THE RECORDS START
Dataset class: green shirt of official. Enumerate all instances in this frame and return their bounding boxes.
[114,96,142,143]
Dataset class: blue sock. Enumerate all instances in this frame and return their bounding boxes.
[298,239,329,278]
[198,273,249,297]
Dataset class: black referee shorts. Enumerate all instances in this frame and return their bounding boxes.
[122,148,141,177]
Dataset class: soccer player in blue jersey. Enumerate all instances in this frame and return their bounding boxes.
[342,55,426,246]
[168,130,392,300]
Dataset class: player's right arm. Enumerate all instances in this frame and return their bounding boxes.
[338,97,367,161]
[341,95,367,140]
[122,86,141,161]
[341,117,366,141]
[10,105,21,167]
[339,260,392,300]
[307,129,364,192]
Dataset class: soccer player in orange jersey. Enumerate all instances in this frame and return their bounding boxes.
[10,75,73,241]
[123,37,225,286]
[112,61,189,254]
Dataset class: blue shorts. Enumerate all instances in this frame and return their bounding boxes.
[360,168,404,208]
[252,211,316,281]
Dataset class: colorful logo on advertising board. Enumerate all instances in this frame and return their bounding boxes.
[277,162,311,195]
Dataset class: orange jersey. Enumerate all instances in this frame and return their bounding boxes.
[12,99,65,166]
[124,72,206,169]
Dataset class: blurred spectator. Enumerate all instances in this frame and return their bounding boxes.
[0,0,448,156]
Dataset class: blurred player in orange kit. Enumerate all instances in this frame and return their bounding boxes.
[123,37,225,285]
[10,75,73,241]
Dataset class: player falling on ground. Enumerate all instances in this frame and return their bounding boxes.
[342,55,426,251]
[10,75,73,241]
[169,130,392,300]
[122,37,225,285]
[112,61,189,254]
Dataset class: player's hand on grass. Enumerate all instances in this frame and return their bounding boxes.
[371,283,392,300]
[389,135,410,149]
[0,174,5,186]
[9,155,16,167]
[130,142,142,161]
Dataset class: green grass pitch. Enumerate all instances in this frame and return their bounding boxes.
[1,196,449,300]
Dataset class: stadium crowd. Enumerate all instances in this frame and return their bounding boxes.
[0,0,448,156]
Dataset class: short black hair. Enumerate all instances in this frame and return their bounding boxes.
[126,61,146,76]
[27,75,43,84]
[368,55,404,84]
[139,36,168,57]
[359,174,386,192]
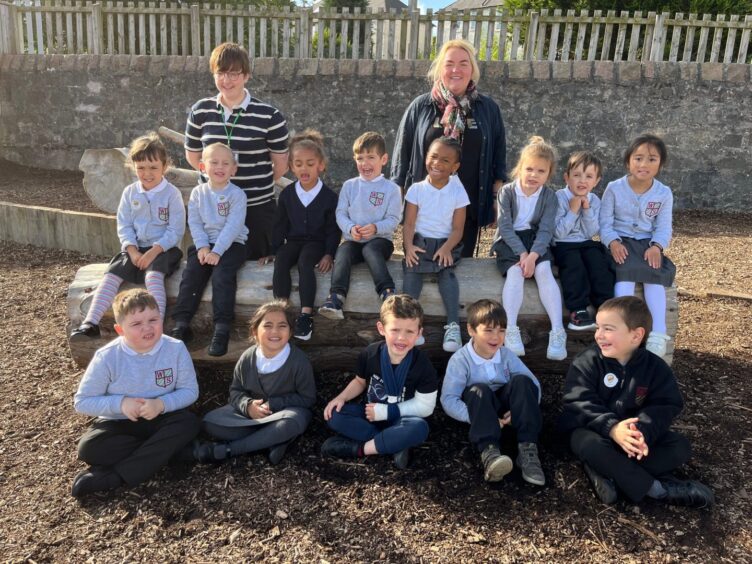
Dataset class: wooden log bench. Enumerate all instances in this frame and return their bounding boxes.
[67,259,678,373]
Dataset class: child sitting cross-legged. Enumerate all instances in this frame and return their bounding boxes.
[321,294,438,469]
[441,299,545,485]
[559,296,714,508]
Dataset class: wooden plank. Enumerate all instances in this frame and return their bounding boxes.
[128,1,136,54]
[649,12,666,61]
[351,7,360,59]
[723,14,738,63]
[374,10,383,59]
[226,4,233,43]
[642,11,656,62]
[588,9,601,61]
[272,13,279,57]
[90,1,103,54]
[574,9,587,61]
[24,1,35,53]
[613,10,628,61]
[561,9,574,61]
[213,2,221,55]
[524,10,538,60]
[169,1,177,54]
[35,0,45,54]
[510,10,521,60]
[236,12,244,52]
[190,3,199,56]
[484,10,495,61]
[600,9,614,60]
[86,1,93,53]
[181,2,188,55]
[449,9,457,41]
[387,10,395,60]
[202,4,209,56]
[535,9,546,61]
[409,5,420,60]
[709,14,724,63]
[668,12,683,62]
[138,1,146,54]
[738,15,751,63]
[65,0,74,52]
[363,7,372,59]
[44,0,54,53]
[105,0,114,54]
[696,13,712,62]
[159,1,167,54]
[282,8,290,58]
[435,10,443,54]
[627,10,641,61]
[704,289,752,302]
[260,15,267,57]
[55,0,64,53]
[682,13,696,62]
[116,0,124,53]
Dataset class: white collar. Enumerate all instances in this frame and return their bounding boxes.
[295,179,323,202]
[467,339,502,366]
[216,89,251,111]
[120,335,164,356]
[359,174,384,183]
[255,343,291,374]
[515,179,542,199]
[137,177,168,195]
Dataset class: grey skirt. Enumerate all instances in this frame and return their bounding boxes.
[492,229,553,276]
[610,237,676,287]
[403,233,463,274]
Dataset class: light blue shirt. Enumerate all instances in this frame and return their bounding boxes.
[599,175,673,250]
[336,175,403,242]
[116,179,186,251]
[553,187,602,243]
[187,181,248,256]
THE RECORDS END
THE RECORDS START
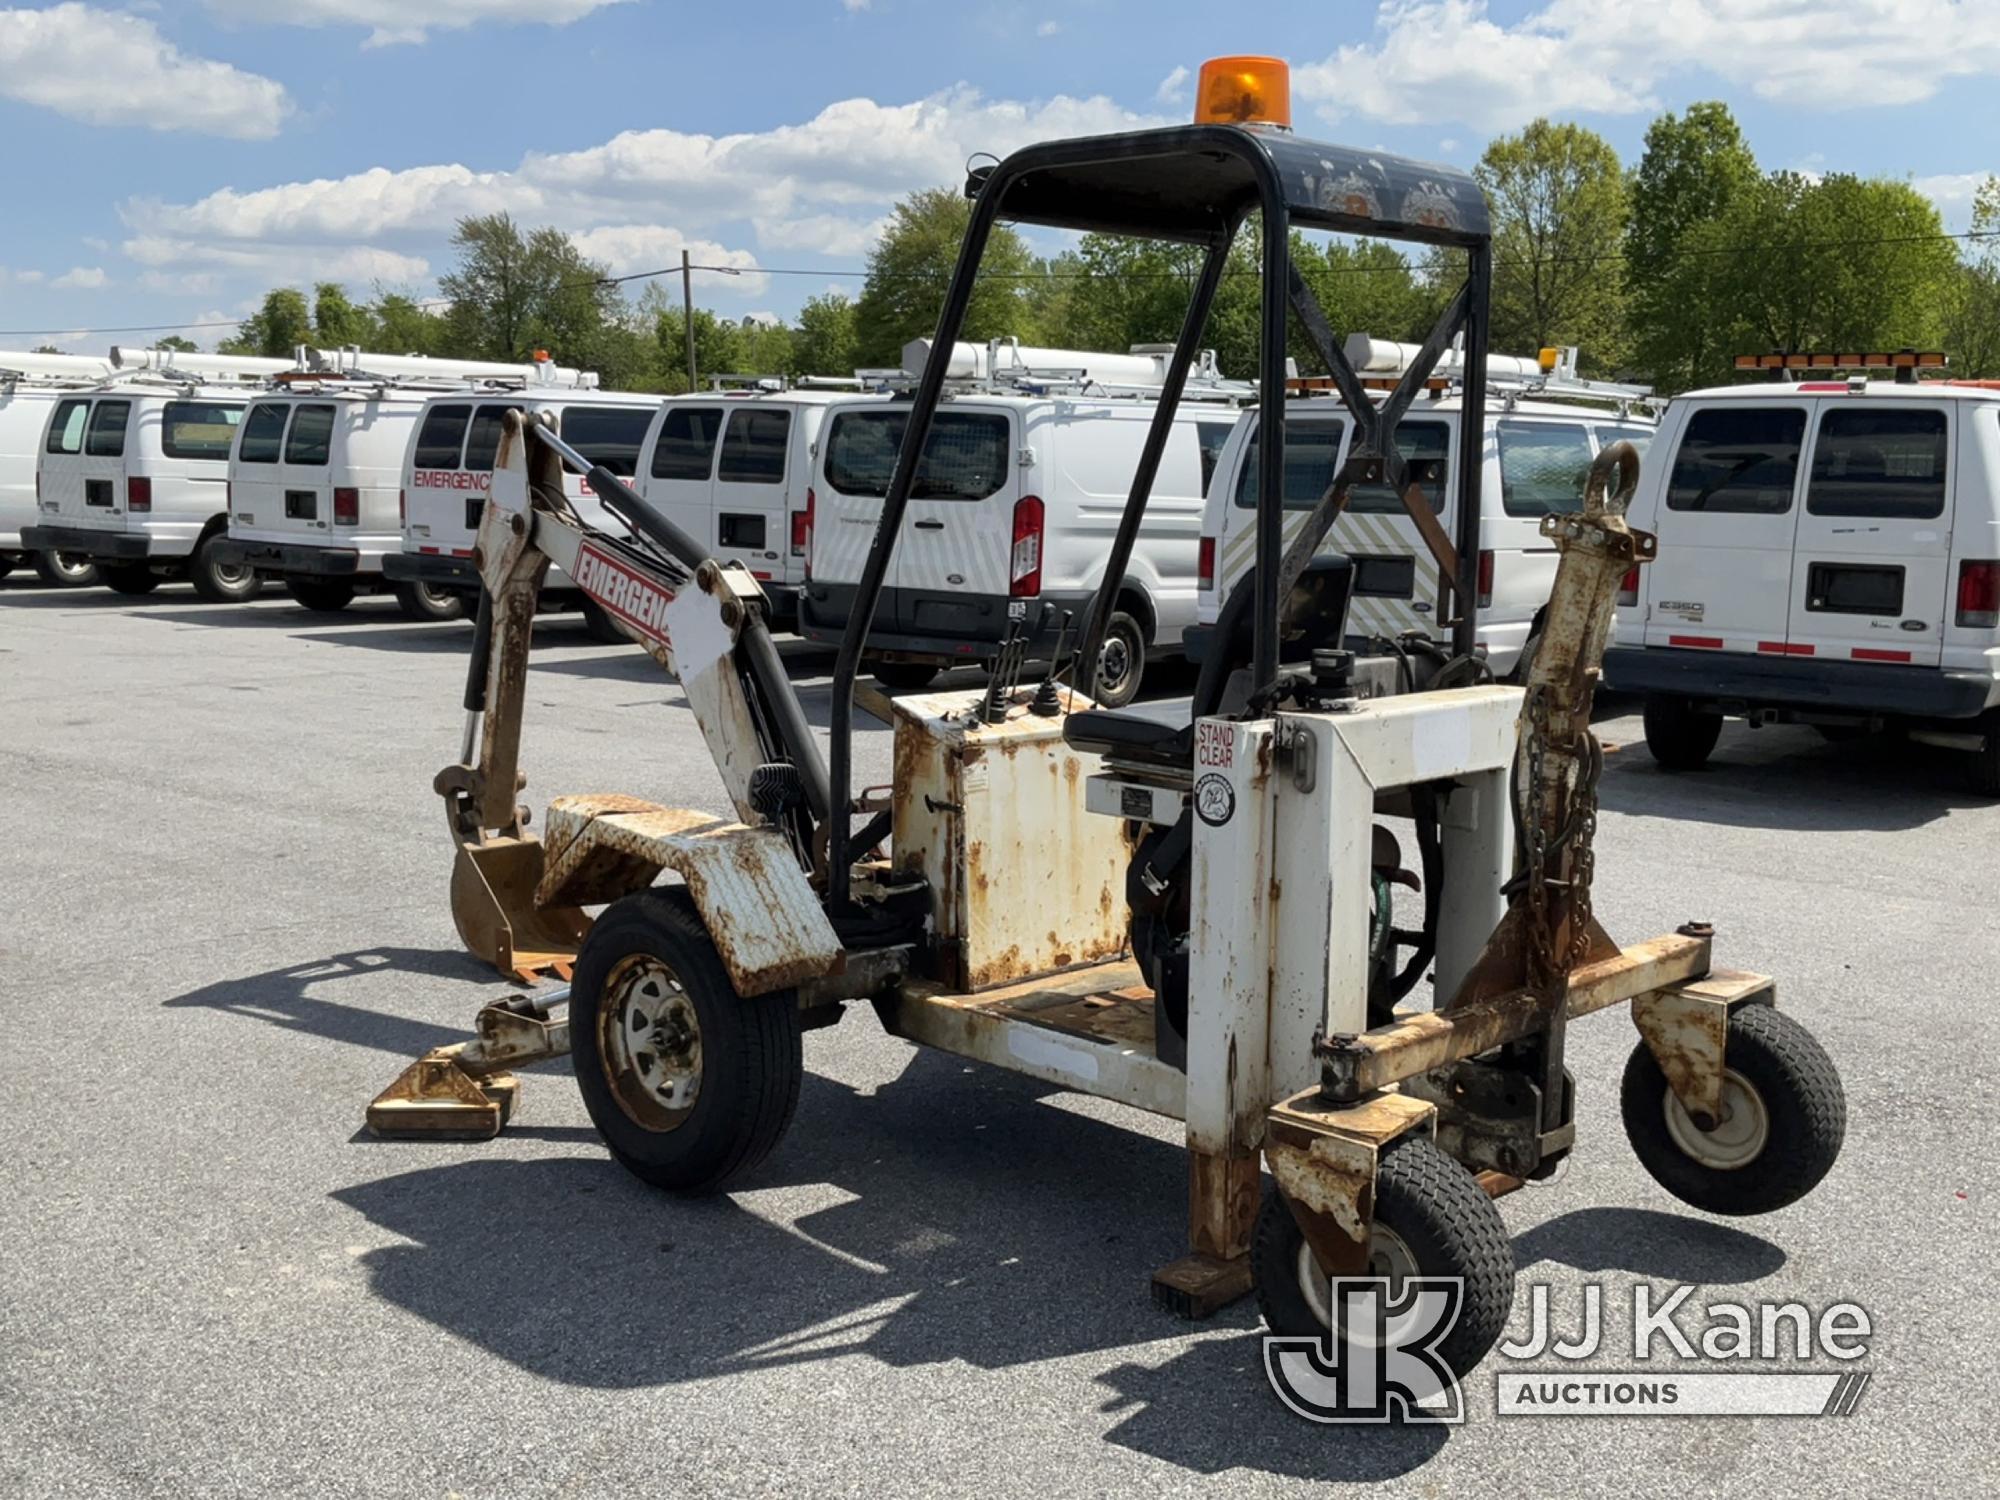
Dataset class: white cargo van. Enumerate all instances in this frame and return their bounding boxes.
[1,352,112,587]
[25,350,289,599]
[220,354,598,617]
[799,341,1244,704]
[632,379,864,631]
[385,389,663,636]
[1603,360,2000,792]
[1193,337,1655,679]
THE RECORDS END
THE RECORDS START
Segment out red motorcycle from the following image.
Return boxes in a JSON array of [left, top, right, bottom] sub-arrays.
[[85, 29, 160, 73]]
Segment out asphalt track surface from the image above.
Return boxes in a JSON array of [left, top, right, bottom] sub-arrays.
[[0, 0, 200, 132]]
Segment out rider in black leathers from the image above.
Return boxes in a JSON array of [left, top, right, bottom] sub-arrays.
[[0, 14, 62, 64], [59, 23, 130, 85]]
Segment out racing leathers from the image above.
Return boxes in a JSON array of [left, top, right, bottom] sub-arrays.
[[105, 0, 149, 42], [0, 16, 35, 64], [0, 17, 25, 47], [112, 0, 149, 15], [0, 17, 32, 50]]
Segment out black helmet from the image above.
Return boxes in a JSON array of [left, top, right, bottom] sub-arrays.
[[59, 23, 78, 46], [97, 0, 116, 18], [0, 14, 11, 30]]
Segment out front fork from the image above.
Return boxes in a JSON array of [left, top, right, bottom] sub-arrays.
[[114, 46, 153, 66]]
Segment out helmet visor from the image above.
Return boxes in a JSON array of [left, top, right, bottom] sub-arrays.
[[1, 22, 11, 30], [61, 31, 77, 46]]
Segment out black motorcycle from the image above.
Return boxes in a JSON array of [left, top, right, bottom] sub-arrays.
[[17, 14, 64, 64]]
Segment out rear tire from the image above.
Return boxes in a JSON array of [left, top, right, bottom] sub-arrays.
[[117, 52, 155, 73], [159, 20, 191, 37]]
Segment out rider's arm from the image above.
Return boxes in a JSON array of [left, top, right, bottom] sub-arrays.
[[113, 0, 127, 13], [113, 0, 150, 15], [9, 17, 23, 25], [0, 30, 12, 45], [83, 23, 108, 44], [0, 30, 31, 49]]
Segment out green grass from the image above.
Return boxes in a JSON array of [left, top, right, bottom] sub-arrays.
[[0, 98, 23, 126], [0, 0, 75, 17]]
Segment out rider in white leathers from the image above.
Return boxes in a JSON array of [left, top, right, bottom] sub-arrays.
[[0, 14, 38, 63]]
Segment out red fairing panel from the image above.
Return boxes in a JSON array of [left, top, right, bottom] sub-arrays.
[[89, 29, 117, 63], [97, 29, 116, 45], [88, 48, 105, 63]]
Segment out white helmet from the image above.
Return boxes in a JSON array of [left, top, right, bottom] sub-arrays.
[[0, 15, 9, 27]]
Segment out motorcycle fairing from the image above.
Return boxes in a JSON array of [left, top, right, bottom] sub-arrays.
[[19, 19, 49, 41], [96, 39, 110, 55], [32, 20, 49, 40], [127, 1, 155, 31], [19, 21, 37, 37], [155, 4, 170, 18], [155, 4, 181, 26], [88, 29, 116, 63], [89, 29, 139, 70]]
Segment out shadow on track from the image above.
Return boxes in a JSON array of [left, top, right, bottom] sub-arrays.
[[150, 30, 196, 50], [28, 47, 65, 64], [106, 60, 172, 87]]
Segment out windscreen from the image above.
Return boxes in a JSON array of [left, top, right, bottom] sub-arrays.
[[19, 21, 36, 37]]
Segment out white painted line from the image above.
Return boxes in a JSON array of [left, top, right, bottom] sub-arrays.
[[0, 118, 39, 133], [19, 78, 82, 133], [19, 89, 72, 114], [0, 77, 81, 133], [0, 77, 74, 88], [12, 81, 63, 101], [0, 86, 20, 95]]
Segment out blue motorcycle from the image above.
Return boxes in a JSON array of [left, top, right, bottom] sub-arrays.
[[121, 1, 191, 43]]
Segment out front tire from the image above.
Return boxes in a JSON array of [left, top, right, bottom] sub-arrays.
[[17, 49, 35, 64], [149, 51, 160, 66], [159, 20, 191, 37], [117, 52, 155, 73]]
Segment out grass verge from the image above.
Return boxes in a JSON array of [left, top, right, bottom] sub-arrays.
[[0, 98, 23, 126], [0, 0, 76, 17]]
THE RECORDS END
TASK OBJECTIVE: Examine the listing and say how many of its lines contain the string "tire". Give the number alone.

SOLUTION TO THE EXERCISE: 2